TASK DESCRIPTION: From the entries below, output the line with "Find crown on portrait here." and each following line up to and including the line with "Find street sign here.", exactly as written.

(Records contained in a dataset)
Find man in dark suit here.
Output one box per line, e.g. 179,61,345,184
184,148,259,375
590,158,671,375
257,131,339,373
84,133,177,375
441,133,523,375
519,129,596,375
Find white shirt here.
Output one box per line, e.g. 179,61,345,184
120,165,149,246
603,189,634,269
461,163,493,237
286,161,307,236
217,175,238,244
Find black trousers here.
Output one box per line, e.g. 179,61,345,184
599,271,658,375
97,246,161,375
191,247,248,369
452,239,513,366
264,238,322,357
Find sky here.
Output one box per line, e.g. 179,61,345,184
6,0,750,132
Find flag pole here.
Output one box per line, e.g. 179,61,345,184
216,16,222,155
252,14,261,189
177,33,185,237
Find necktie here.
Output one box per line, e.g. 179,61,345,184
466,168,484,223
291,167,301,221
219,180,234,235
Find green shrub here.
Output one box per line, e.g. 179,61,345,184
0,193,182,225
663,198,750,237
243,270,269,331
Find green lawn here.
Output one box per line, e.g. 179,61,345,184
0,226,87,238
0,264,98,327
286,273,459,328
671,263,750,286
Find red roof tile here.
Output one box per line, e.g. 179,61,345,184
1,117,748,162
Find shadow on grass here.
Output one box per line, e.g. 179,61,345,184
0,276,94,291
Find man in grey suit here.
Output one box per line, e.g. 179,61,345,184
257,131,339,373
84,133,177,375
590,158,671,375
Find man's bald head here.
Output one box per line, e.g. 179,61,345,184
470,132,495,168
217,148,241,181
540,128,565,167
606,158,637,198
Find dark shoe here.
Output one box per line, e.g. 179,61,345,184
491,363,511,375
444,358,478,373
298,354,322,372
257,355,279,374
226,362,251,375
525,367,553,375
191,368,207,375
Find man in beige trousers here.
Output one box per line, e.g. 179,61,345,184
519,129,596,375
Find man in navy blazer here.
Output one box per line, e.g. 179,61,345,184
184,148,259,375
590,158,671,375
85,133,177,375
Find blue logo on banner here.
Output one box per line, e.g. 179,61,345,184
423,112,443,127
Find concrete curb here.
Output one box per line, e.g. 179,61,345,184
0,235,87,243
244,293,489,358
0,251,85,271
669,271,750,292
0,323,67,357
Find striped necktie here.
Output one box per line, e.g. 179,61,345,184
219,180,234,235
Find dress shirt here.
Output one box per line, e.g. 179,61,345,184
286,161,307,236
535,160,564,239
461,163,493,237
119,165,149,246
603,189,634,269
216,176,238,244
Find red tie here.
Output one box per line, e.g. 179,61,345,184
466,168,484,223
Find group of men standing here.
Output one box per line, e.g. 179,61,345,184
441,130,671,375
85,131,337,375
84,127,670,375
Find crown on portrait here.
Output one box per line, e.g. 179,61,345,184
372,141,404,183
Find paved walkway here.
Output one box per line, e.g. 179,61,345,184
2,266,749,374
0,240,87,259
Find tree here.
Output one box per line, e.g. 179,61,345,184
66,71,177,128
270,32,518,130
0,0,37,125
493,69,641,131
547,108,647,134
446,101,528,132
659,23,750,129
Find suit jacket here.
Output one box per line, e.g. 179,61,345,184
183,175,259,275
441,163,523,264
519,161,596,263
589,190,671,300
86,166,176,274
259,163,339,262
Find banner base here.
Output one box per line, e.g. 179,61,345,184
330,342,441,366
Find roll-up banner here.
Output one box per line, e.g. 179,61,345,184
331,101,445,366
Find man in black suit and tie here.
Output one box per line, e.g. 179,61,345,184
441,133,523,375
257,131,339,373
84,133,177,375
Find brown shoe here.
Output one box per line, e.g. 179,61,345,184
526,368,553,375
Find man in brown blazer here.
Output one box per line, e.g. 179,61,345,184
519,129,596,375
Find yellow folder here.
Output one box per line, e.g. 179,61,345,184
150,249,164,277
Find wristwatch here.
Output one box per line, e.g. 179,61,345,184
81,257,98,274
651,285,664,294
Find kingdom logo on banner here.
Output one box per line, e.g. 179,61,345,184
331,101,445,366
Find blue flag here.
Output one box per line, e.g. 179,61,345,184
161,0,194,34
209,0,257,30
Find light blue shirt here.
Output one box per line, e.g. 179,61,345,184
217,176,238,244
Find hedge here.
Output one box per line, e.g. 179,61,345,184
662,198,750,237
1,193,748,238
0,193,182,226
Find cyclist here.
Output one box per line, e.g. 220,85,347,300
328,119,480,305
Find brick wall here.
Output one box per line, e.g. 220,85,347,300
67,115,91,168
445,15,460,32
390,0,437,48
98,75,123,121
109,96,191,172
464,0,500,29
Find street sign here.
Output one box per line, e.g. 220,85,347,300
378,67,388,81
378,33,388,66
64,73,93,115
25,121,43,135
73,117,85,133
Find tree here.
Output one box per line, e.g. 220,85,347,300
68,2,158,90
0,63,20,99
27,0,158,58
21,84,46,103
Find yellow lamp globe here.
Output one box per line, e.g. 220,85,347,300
* * *
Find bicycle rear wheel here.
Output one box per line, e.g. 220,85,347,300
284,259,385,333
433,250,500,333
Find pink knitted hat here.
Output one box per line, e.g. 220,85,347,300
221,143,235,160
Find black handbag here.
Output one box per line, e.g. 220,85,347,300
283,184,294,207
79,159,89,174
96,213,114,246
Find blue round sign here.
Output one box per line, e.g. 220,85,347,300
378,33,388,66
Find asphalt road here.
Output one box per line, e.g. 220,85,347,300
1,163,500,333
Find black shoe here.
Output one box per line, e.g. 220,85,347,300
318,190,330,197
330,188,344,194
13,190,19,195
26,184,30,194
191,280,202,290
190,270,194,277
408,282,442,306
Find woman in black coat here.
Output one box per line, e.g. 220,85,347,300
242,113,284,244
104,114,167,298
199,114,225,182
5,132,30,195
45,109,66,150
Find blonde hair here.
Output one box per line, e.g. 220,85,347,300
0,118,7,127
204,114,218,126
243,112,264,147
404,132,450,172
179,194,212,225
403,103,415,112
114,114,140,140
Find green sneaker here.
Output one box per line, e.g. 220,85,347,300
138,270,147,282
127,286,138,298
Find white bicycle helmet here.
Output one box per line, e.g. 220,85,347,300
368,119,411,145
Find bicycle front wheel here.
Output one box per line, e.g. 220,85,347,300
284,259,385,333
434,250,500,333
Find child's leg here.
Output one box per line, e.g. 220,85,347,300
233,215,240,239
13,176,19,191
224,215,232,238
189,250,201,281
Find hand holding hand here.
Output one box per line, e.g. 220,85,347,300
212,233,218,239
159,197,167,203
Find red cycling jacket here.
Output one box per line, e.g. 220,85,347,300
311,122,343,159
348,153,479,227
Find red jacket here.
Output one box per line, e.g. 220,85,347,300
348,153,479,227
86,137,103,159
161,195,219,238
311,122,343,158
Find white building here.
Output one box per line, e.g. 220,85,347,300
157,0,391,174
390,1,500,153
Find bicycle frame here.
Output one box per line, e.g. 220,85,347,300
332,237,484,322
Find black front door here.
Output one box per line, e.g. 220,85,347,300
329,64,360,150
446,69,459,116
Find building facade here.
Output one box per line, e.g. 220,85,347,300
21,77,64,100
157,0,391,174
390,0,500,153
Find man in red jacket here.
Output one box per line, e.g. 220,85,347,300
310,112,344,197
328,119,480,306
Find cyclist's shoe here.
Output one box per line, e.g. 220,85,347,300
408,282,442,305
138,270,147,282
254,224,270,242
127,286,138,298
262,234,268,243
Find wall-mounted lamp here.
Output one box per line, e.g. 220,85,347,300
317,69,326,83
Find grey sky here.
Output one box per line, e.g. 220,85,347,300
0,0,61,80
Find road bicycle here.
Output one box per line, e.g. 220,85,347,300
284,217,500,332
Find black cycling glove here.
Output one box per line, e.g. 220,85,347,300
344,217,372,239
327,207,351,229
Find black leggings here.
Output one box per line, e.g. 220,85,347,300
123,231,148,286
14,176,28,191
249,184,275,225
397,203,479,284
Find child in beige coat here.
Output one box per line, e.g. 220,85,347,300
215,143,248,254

WRITTEN SOLUTION:
Find crown on portrait here.
Output one box per line, e.g. 179,61,345,184
372,141,404,183
Find paved walkway here.
Output one box per line, e.g. 179,61,345,184
2,266,749,374
0,240,87,259
Find tree here.
Output one box per line, e.g. 179,61,345,184
66,71,177,128
270,32,518,130
0,0,37,125
493,69,641,131
547,108,647,134
446,101,528,132
659,23,750,129
Find suit jacket here.
Output one box per line, e.g. 179,61,345,184
183,175,259,275
441,163,523,264
519,161,596,263
589,190,671,300
86,166,176,274
259,163,339,262
Find banner base here.
Output one box per line, e.g. 179,61,345,184
330,342,441,366
Find roll-up banner here.
Output one box per line, e.g. 179,61,345,184
331,101,445,366
Find man in black suit and tie here.
Output one box per line, e.g. 179,61,345,184
441,133,523,375
257,131,339,373
84,133,177,375
Find brown shoe here.
Output one box per line, e.g. 179,61,345,184
526,368,553,375
Find man in brown blazer here.
Output one box per line, e.g. 179,61,345,184
519,129,596,375
Find yellow folder here.
Output one box per line, e.g. 179,61,345,184
150,249,164,277
Find wristwatch here.
Output one box per line, e.g. 179,61,345,184
81,257,98,274
651,285,664,294
Find kingdom logo on banner here.
Output one box per line, e.g. 179,61,345,184
331,101,445,366
Find blue flag here.
Output one box per line, e.g. 179,61,345,184
161,0,194,34
209,0,257,30
Find light blue shirt here.
Output one box per line, e.g. 179,61,345,184
217,176,238,244
Find hedge here.
Output one box per line, e.g. 179,61,345,184
662,198,750,237
1,193,748,238
0,193,182,226
Find cyclist here.
Output one box per line, e.g. 220,85,347,300
328,119,480,305
Find brick wall here.
Output one box per line, e.g. 220,85,347,300
67,115,91,168
445,15,460,32
390,0,437,48
98,75,123,121
109,96,191,172
464,0,500,29
Find street sign here.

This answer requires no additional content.